REQUIREMENTS:
- a) In the forum thread on the PSE X-Force Dream Season, turn the paragraph beginning "I own a 2008 PSE Dream Season" into a short bulleted list that keeps its main facts.
- b) Answer these from the forum thread on the PSE X-Force Dream Season:
(i) What bow was BLFD1 shooting before?
(ii) What did BLFD1 trade for the bow?
(iii) Which X-Force model does bucksnortinted suggest looking at?
- c) From the forum thread on the PSE X-Force Dream Season, output the passage that begins at the words "## slowrs13 (Nov" and ends after "make a decision.".
══ SELECTED EXTRACT ══
# WTK~ PSE X-Force Dream Season



## BLFD1 (Nov 20, 2009)

So I finally got back into the archery game and my buddy who owns an archery shop is convinced that the DS is the bow for me. He has a new one in his shop that he's willing to do a trade with me on.

I was shooting an older 80# custom Martin Warthog that I had built for me years ago. I don't have any issue with the pull, so he thinks the new one will be a cinch. I shot a different X-Force the other day and really liked it... the let off was really short, but the bow was really accurate.

So I guess I'm just wondering if this sounds like it will be the bow for me? I don't have anything really to compare it to in terms of what a "newer" bow should shoot like. I'm still waiting for the parts to come in (arrows, rest, quiver, sight) and I guess now I'm wondering if I should have went with another bow.

BTW, I traded an AR-15 lower receiver for the bow.

Any input would be appreciated.


----------



## BLFD1 (Nov 20, 2009)

Bump


----------



## slowrs13 (Nov 13, 2009)

In my opinion when it comes to picking out a new bow.....It has to feel comfortable in my hand, if its not comfortable you will not be happy. You should also like the way it shoots. I like to shoot all the new bows on the market. Then make a decision.


----------



## Flingingarrows (Nov 27, 2009)

I own a 2008 PSE Dream Season with HF Cams and I love it. The draw cycle is fairly smooth, the brace height is forgiving and the bow is accurate. I would have to agree with the comments posted by Slowrs13. Make a decision on the features you are looking for and shoot as many bow brands as possible. Make a decision based on which bow feels the best in your hands. You will know what bow to choose once you have shot most of them.


----------



## bucksnortinted (Aug 24, 2006)

you won't go wrong with the x force,i have had around 8 different bows and i will have this one along time,if i was you and the x force line is the way your gonna go i would look at the x force omen,everyone i have talked to that has one says there smoking fast,smooth,accurate,quiet and dead in the hand and easy to tune.
try a few different bows and get the one you feel comfortable with,theres alot of good bows on the market no matter the brand


----------



## BLFD1 (Nov 20, 2009)

Thanks for the info guys.


----------
═══
══ ENTRIES PROVIDED ══
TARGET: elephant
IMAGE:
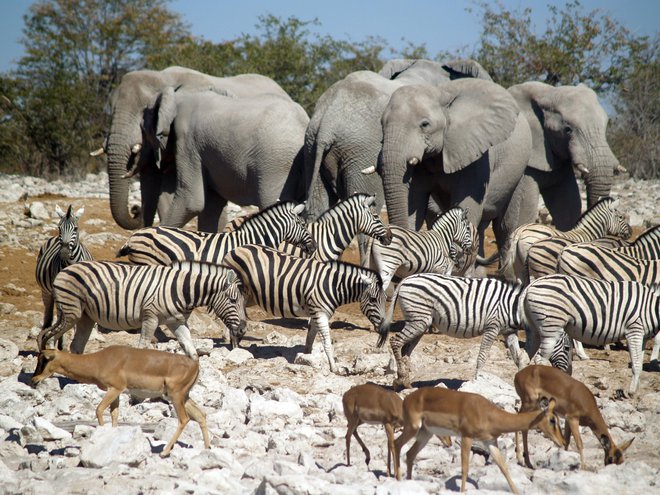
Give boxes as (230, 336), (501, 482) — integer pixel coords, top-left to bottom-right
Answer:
(146, 87), (309, 232)
(100, 66), (290, 230)
(509, 82), (625, 231)
(378, 79), (532, 262)
(305, 59), (490, 220)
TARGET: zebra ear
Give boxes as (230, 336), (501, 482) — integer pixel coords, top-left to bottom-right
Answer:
(293, 203), (306, 215)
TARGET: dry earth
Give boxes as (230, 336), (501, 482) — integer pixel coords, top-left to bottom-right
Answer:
(0, 172), (660, 493)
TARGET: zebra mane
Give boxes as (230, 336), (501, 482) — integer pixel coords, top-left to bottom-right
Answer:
(233, 201), (296, 232)
(576, 196), (614, 225)
(323, 260), (383, 285)
(632, 225), (660, 246)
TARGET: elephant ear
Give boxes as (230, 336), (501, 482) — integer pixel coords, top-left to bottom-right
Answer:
(509, 82), (559, 172)
(441, 79), (519, 173)
(156, 86), (176, 147)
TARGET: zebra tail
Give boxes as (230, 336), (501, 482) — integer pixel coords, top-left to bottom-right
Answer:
(115, 242), (133, 258)
(497, 232), (518, 280)
(376, 284), (401, 347)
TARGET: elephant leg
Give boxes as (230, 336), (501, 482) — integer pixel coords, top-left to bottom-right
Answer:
(541, 167), (582, 230)
(197, 188), (227, 232)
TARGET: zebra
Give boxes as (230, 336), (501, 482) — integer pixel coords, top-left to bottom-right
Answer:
(117, 201), (316, 266)
(377, 273), (523, 388)
(499, 197), (631, 284)
(279, 193), (392, 261)
(522, 198), (632, 284)
(37, 261), (246, 359)
(523, 274), (660, 395)
(35, 205), (94, 336)
(223, 245), (385, 373)
(370, 207), (472, 289)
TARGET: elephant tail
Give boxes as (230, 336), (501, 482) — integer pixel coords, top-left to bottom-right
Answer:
(376, 284), (401, 347)
(497, 229), (518, 281)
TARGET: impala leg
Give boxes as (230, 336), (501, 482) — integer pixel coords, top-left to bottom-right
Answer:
(406, 428), (433, 479)
(96, 387), (122, 426)
(488, 442), (519, 494)
(184, 397), (211, 449)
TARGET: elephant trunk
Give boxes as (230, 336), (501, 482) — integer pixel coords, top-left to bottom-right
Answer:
(107, 130), (143, 230)
(380, 137), (414, 229)
(584, 146), (619, 208)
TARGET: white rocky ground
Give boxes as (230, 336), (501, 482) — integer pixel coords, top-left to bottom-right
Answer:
(0, 174), (660, 495)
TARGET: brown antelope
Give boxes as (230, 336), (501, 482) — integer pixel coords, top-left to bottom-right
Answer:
(342, 383), (403, 476)
(32, 345), (211, 457)
(394, 387), (563, 493)
(514, 365), (634, 469)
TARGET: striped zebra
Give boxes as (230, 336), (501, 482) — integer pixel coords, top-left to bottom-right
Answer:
(522, 198), (632, 284)
(223, 245), (385, 372)
(377, 273), (523, 388)
(499, 197), (630, 284)
(279, 193), (392, 261)
(35, 205), (93, 334)
(117, 201), (316, 266)
(523, 275), (660, 395)
(369, 207), (472, 289)
(38, 261), (246, 359)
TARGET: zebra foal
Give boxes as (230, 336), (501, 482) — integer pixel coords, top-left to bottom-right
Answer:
(523, 275), (660, 395)
(38, 261), (246, 359)
(35, 205), (93, 329)
(499, 197), (632, 284)
(370, 207), (472, 289)
(278, 193), (392, 261)
(223, 245), (385, 372)
(377, 273), (523, 388)
(117, 201), (316, 266)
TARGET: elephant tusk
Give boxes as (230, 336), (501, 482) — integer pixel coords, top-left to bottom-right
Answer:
(575, 163), (589, 175)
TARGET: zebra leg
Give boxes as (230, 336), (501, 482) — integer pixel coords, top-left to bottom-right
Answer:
(309, 313), (337, 373)
(69, 314), (94, 354)
(167, 324), (198, 361)
(625, 325), (644, 397)
(573, 339), (589, 361)
(474, 324), (500, 380)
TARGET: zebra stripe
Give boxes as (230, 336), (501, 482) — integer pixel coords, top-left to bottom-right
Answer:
(523, 275), (660, 394)
(223, 245), (385, 372)
(499, 197), (632, 284)
(378, 273), (523, 387)
(35, 205), (94, 329)
(278, 193), (392, 261)
(38, 261), (246, 359)
(522, 198), (632, 284)
(370, 207), (472, 289)
(117, 202), (315, 266)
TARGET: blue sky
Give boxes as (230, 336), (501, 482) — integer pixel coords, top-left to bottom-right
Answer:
(0, 0), (660, 72)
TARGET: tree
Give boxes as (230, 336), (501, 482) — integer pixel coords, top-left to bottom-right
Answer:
(473, 0), (640, 92)
(0, 0), (188, 175)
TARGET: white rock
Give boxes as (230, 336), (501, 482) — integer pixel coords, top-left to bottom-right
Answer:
(225, 347), (254, 365)
(30, 416), (71, 442)
(80, 425), (152, 468)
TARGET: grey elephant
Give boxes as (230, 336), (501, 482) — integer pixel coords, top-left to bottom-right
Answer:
(378, 79), (531, 255)
(146, 87), (309, 232)
(305, 59), (490, 219)
(94, 67), (289, 230)
(509, 82), (625, 230)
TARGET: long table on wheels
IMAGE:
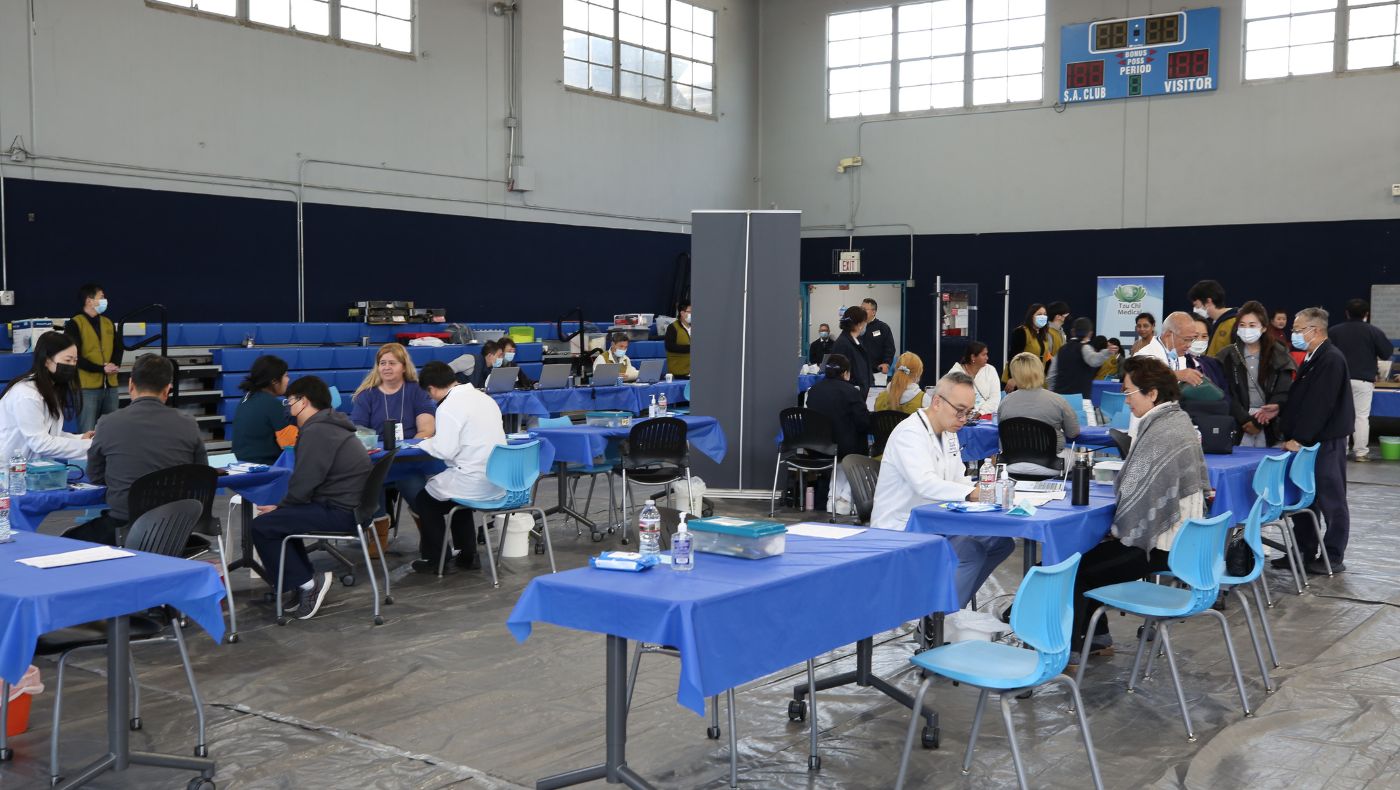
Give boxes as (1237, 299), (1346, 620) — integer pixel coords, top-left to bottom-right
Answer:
(507, 529), (958, 790)
(0, 532), (224, 789)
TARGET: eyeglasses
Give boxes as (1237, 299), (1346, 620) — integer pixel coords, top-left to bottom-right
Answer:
(938, 395), (976, 420)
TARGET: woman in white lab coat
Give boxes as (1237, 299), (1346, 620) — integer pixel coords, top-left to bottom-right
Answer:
(413, 361), (505, 573)
(0, 332), (92, 464)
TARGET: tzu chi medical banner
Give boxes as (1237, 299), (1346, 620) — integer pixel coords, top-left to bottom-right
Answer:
(1095, 275), (1165, 346)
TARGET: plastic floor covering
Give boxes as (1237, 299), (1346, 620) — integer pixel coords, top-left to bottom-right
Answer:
(0, 462), (1400, 790)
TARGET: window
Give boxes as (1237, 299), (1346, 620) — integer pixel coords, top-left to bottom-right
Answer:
(1245, 0), (1337, 80)
(146, 0), (413, 53)
(564, 0), (714, 115)
(826, 0), (1046, 118)
(1347, 0), (1400, 70)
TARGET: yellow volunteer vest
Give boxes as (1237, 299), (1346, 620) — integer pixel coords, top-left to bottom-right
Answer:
(69, 312), (116, 389)
(666, 321), (690, 375)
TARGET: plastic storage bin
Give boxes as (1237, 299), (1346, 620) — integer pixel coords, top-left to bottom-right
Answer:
(689, 515), (787, 559)
(25, 461), (69, 492)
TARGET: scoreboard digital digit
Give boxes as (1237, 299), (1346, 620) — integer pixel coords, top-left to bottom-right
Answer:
(1060, 8), (1221, 104)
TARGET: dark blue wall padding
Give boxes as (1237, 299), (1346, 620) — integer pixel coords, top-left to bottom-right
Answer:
(0, 178), (690, 323)
(802, 220), (1400, 384)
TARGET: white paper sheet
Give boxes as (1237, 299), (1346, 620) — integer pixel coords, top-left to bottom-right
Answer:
(15, 546), (136, 567)
(788, 524), (865, 541)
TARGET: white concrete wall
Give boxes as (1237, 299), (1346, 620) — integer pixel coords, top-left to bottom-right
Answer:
(0, 0), (757, 230)
(760, 0), (1400, 233)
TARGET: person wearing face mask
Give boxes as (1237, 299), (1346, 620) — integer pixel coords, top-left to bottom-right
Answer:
(806, 324), (834, 364)
(871, 372), (1013, 607)
(666, 301), (690, 378)
(413, 361), (505, 573)
(63, 283), (123, 431)
(1274, 307), (1355, 573)
(0, 332), (92, 464)
(496, 335), (535, 389)
(249, 375), (372, 621)
(1186, 280), (1238, 357)
(832, 307), (875, 403)
(594, 332), (641, 387)
(1217, 301), (1296, 447)
(1046, 318), (1113, 398)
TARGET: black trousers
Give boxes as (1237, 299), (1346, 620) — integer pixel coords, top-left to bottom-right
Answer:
(1294, 436), (1351, 563)
(413, 489), (476, 562)
(1071, 538), (1166, 653)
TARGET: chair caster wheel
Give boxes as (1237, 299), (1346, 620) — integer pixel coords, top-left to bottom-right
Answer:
(918, 724), (938, 749)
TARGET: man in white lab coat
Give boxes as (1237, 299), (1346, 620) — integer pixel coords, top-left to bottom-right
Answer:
(413, 361), (505, 573)
(871, 373), (1016, 607)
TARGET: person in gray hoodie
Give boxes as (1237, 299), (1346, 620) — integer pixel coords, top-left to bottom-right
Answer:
(252, 375), (371, 621)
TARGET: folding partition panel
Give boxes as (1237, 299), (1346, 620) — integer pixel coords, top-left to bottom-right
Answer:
(690, 212), (802, 492)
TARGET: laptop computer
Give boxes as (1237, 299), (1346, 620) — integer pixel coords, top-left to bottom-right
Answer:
(592, 363), (622, 387)
(486, 367), (521, 395)
(637, 360), (666, 384)
(539, 363), (574, 389)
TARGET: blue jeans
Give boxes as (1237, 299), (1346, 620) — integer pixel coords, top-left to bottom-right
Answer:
(948, 535), (1016, 608)
(78, 387), (116, 433)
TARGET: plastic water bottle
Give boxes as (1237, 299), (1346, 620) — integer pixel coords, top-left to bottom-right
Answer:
(977, 458), (997, 504)
(671, 513), (696, 571)
(637, 499), (661, 556)
(10, 450), (29, 496)
(0, 494), (14, 543)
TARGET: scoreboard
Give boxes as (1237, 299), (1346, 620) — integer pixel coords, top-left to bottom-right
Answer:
(1060, 8), (1221, 104)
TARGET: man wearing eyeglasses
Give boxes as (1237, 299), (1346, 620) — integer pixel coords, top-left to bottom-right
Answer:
(871, 373), (1016, 607)
(1274, 307), (1355, 574)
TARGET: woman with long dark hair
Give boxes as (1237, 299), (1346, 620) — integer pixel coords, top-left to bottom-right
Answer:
(0, 332), (92, 462)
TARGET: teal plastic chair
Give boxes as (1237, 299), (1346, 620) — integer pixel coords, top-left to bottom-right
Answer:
(1253, 452), (1308, 593)
(1075, 510), (1254, 741)
(895, 553), (1103, 790)
(536, 417), (622, 542)
(438, 438), (559, 587)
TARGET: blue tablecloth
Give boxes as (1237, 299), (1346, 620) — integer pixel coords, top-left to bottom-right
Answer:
(10, 468), (291, 532)
(0, 532), (224, 684)
(507, 529), (958, 716)
(531, 415), (728, 464)
(906, 485), (1117, 564)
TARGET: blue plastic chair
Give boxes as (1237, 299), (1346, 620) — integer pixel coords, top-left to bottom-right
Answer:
(1253, 452), (1308, 593)
(438, 440), (559, 587)
(1075, 510), (1253, 741)
(895, 553), (1103, 790)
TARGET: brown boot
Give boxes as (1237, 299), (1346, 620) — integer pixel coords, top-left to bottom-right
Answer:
(365, 515), (391, 559)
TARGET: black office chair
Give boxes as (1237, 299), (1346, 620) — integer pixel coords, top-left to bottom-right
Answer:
(126, 464), (238, 643)
(871, 409), (909, 458)
(617, 417), (690, 545)
(841, 454), (879, 524)
(35, 504), (208, 784)
(769, 408), (836, 521)
(273, 448), (399, 625)
(997, 417), (1064, 480)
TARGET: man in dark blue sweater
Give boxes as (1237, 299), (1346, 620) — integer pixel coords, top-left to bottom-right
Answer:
(1275, 307), (1354, 573)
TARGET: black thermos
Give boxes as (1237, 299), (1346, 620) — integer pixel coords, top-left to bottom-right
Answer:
(1070, 452), (1089, 506)
(379, 420), (399, 451)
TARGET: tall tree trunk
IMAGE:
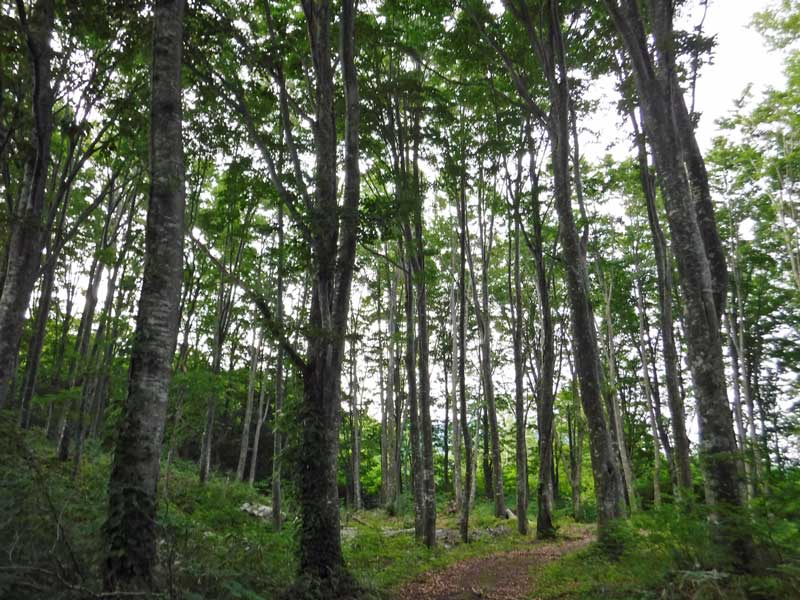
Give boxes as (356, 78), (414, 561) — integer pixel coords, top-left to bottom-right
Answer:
(56, 254), (103, 460)
(725, 304), (753, 499)
(635, 264), (661, 506)
(467, 185), (508, 519)
(376, 265), (391, 506)
(630, 106), (692, 495)
(516, 128), (556, 538)
(413, 144), (436, 548)
(460, 165), (477, 543)
(19, 264), (55, 429)
(386, 262), (400, 512)
(298, 0), (360, 584)
(403, 243), (425, 539)
(604, 0), (751, 569)
(598, 276), (638, 512)
(247, 368), (270, 486)
(508, 217), (528, 535)
(348, 318), (362, 510)
(0, 0), (55, 409)
(272, 206), (285, 531)
(104, 0), (185, 592)
(450, 230), (464, 514)
(504, 0), (625, 552)
(236, 335), (261, 481)
(567, 361), (584, 521)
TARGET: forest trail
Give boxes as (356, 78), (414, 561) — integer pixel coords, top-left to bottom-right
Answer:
(393, 525), (594, 600)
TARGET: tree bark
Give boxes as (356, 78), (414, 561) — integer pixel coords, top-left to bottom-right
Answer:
(450, 229), (464, 514)
(460, 165), (476, 543)
(272, 206), (285, 531)
(0, 0), (55, 409)
(104, 0), (185, 592)
(403, 239), (425, 539)
(630, 106), (692, 495)
(604, 0), (751, 569)
(236, 336), (261, 481)
(298, 0), (360, 580)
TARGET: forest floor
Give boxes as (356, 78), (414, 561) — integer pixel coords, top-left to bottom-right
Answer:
(394, 523), (594, 600)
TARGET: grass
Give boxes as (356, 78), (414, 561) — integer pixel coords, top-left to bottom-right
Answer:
(0, 411), (800, 600)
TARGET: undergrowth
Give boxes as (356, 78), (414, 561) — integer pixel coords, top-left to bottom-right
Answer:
(0, 412), (800, 600)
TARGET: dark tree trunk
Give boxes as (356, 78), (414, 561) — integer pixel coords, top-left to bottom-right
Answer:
(272, 206), (284, 531)
(19, 264), (56, 429)
(0, 0), (55, 408)
(104, 0), (185, 592)
(527, 132), (555, 538)
(460, 165), (475, 543)
(404, 239), (425, 539)
(504, 0), (625, 552)
(298, 0), (360, 584)
(605, 0), (751, 569)
(631, 106), (692, 494)
(508, 218), (528, 535)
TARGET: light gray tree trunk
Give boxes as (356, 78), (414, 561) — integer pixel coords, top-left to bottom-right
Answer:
(604, 0), (752, 568)
(103, 0), (185, 592)
(236, 335), (261, 481)
(0, 0), (55, 409)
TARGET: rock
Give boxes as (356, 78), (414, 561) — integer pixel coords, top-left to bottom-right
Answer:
(239, 502), (286, 521)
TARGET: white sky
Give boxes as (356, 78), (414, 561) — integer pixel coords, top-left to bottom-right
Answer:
(581, 0), (783, 161)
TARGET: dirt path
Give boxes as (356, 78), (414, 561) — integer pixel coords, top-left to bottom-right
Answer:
(394, 527), (594, 600)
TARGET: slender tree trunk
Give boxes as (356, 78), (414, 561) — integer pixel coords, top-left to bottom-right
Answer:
(508, 219), (528, 535)
(404, 239), (425, 539)
(272, 206), (285, 531)
(236, 336), (261, 481)
(505, 0), (625, 552)
(467, 190), (508, 519)
(386, 269), (400, 512)
(604, 0), (752, 569)
(731, 264), (762, 498)
(19, 264), (55, 429)
(376, 265), (390, 506)
(298, 0), (360, 580)
(725, 305), (753, 499)
(599, 278), (638, 512)
(247, 369), (268, 488)
(460, 165), (476, 543)
(516, 128), (555, 538)
(413, 144), (436, 548)
(630, 106), (692, 495)
(450, 230), (464, 514)
(635, 260), (661, 506)
(0, 0), (55, 409)
(348, 318), (362, 510)
(104, 0), (185, 592)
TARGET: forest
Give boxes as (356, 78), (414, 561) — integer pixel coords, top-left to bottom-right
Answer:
(0, 0), (800, 600)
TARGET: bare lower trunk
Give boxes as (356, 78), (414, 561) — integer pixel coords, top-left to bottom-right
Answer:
(630, 105), (692, 495)
(450, 232), (464, 513)
(404, 239), (425, 539)
(104, 0), (185, 592)
(460, 166), (477, 543)
(601, 284), (637, 512)
(272, 206), (285, 531)
(295, 0), (360, 584)
(248, 369), (268, 486)
(236, 340), (261, 481)
(386, 270), (400, 511)
(19, 265), (55, 429)
(0, 0), (55, 409)
(605, 0), (751, 569)
(508, 220), (528, 535)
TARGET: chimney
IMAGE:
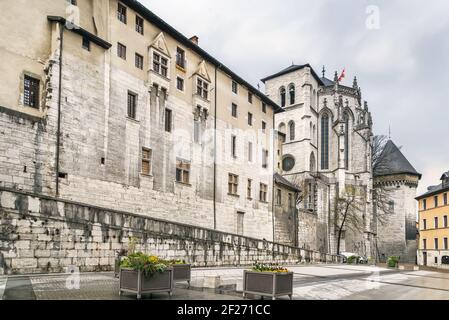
═══
RESPONSES FOR EACH TASK:
- a)
- Owns a 2008 PSE Dream Season with HF Cams and loves it
- Draw cycle is fairly smooth, brace height is forgiving, and the bow is accurate
- Agrees with the comments from Slowrs13
- Advice: decide on the features you want, shoot as many bow brands as possible, and pick the one that feels best in your hands; you will know which to choose once you have shot most of them

- b)
(i) An older 80# custom Martin Warthog
(ii) An AR-15 lower receiver
(iii) The X-Force Omen

- c)
## slowrs13 (Nov 13, 2009)

In my opinion when it comes to picking out a new bow.....It has to feel comfortable in my hand, if its not comfortable you will not be happy. You should also like the way it shoots. I like to shoot all the new bows on the market. Then make a decision.